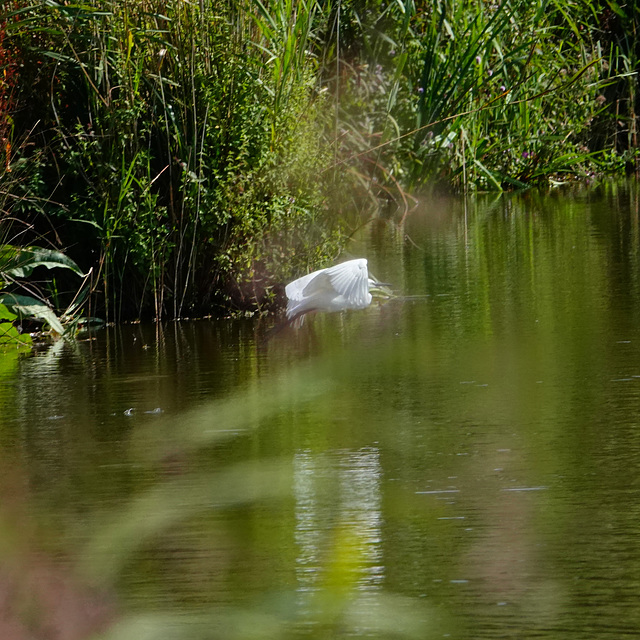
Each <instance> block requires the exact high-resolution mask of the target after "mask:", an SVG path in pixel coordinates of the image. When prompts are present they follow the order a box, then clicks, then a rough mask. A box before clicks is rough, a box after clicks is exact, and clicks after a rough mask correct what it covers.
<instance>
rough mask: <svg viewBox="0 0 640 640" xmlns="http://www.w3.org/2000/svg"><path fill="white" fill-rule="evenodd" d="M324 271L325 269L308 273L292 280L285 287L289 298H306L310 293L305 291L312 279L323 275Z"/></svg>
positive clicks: (292, 299)
mask: <svg viewBox="0 0 640 640" xmlns="http://www.w3.org/2000/svg"><path fill="white" fill-rule="evenodd" d="M322 271H323V270H320V271H314V272H313V273H308V274H307V275H306V276H302V277H301V278H298V279H297V280H294V281H293V282H290V283H289V284H288V285H287V286H286V287H285V288H284V291H285V293H286V294H287V298H288V299H289V300H304V298H305V297H306V296H308V295H309V294H308V292H306V291H305V290H306V288H307V286H308V285H309V283H310V282H311V281H312V280H314V279H315V278H317V277H318V276H319V275H321V274H322Z"/></svg>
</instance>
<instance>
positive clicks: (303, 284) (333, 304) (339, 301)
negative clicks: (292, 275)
mask: <svg viewBox="0 0 640 640" xmlns="http://www.w3.org/2000/svg"><path fill="white" fill-rule="evenodd" d="M380 286H384V285H382V284H381V283H379V282H377V281H376V280H375V279H373V278H370V277H369V270H368V268H367V261H366V259H365V258H359V259H357V260H348V261H347V262H343V263H341V264H337V265H336V266H335V267H329V268H328V269H320V270H319V271H314V272H313V273H309V274H307V275H306V276H302V278H298V279H297V280H294V281H293V282H290V283H289V284H288V285H287V286H286V288H285V293H286V294H287V319H289V320H291V319H293V318H297V317H299V316H301V315H303V314H305V313H309V312H310V311H344V310H345V309H364V308H365V307H368V306H369V305H370V304H371V299H372V298H371V293H370V290H371V289H373V288H375V287H380Z"/></svg>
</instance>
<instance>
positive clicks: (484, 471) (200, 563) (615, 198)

Task item => Scan the listing above for the word "rough" and copy every line that holds it.

Answer area =>
Each <instance> block requires the exact high-resolution mask of the target after "mask:", an SVG path in pixel coordinates of the image. When prompts are present they follow the order a box, then clicks, then a rough mask. A box before clicks is rough, a box after clicks is exact, and clicks after a rough mask correct what it covers.
rough mask: <svg viewBox="0 0 640 640" xmlns="http://www.w3.org/2000/svg"><path fill="white" fill-rule="evenodd" d="M324 271L325 269L308 273L292 280L285 287L289 298H306L310 293L305 291L312 279L323 275Z"/></svg>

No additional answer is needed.